WHAT IS NEEDED — Where a line in the records below includes "green", pull that line out.

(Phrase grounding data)
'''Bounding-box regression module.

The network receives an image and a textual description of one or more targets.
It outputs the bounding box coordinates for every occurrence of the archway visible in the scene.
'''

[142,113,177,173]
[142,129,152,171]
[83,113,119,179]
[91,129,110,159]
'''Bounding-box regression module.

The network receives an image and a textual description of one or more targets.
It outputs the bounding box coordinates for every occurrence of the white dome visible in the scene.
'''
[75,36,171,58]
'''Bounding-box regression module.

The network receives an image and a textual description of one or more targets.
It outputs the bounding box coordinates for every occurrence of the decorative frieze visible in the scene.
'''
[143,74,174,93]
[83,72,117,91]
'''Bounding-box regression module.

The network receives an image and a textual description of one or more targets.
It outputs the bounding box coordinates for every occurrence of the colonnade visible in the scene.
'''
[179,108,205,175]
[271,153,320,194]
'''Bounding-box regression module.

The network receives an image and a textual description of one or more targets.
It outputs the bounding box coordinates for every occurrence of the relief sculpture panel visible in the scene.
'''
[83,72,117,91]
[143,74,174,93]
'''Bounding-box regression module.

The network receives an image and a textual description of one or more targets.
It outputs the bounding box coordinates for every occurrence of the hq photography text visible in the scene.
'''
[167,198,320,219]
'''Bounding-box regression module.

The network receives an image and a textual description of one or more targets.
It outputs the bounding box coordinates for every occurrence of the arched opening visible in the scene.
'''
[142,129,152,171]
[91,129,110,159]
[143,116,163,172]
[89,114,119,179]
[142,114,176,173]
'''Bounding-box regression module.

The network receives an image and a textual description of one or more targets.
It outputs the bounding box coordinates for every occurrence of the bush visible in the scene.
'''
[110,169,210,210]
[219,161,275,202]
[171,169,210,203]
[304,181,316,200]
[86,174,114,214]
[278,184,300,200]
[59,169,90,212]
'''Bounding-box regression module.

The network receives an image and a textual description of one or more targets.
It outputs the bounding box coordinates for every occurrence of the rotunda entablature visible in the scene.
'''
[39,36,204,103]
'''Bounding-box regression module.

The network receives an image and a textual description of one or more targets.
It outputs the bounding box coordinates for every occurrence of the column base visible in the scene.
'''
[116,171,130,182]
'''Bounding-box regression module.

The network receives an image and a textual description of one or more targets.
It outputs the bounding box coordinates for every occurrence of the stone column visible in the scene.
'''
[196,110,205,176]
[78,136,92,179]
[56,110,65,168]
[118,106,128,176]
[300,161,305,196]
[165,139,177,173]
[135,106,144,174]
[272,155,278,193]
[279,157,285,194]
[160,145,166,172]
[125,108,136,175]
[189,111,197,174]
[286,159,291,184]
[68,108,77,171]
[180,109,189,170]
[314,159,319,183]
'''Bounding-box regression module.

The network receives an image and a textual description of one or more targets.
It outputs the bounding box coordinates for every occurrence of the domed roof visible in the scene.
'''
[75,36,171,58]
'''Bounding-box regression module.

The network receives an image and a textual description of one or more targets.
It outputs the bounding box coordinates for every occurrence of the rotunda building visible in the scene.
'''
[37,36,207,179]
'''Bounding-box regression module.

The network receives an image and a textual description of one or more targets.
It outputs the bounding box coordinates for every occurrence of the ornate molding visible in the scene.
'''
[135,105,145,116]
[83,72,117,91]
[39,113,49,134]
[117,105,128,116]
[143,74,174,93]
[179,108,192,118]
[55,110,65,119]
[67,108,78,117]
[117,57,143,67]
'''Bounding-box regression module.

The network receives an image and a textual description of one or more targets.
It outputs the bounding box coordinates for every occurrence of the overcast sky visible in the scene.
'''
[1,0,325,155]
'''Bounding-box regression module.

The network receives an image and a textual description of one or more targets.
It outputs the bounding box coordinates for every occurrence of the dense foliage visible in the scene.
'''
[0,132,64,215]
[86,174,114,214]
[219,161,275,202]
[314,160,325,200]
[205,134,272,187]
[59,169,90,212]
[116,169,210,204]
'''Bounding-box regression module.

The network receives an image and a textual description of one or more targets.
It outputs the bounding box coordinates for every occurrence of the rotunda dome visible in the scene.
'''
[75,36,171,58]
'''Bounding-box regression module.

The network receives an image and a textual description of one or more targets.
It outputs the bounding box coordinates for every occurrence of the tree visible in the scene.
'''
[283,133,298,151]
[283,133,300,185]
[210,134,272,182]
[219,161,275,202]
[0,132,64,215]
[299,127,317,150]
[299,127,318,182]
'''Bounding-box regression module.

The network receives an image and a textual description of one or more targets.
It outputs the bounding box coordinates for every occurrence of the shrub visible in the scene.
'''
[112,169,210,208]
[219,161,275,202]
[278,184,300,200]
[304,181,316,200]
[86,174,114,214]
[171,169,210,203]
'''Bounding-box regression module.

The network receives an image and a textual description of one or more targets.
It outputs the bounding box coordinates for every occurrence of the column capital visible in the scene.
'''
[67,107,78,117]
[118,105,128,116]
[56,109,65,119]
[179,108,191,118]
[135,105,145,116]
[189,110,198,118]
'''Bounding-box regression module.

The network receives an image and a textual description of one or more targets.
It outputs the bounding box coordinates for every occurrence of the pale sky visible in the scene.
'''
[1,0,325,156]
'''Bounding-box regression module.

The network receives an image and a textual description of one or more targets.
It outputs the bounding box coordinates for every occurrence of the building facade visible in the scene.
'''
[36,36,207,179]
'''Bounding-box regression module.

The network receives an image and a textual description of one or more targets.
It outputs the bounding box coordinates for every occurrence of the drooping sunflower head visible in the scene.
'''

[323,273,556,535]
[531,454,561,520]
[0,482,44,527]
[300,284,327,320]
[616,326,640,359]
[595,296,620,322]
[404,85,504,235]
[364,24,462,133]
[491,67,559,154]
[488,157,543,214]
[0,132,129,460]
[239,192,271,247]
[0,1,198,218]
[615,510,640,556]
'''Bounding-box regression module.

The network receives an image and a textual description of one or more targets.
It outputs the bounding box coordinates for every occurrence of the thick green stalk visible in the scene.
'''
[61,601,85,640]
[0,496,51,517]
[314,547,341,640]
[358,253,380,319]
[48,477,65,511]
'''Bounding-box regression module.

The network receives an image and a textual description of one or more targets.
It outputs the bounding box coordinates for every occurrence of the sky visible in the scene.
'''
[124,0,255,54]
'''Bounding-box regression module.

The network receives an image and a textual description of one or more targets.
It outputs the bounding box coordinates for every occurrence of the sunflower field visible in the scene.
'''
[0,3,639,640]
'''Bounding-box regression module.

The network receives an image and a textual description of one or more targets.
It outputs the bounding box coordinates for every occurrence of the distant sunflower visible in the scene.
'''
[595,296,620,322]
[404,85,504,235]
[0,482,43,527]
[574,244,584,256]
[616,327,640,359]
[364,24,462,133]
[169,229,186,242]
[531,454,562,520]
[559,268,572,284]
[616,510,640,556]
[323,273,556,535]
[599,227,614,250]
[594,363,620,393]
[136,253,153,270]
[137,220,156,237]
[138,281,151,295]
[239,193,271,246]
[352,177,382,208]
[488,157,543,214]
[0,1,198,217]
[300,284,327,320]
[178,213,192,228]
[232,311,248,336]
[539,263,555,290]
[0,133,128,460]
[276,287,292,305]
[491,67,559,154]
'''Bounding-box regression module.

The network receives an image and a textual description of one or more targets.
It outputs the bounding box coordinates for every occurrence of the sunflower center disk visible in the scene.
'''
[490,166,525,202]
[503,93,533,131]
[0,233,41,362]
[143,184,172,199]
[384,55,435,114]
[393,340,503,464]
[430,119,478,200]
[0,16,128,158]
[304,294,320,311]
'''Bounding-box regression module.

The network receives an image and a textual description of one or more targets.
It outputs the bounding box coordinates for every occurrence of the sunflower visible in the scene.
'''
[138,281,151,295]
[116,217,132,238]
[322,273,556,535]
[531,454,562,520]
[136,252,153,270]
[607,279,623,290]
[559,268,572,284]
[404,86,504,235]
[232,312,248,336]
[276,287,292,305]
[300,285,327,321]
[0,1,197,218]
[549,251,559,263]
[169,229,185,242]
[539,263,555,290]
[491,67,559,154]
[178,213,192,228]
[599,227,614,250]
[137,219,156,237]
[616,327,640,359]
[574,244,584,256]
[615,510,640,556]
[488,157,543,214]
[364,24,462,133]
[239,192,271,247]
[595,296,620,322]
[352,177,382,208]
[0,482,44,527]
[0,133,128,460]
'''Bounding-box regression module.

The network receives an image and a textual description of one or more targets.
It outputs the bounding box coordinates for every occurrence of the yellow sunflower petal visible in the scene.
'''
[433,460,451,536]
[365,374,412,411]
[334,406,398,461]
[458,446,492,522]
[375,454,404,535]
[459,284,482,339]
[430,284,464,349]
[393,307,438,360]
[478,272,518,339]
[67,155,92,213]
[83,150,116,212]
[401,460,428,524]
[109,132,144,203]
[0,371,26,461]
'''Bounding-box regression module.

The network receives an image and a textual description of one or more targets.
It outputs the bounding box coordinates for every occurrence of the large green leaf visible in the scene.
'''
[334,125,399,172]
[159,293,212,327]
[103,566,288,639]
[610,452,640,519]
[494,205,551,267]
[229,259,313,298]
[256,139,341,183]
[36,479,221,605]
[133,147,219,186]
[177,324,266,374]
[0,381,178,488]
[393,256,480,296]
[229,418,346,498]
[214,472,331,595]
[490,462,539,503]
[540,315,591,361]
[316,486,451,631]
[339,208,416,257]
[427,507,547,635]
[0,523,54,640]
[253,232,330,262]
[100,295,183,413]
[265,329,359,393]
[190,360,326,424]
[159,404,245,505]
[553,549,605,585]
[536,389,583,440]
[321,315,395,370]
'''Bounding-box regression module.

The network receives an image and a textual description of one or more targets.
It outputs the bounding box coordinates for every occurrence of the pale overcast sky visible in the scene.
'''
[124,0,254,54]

EXERCISE OUTPUT —
It outputs the bounding box coordinates for every occurrence of the thick green stalk visible in the scene.
It outputs the bounding box coordinates for every occurrence of the large green leaf visible in the scene.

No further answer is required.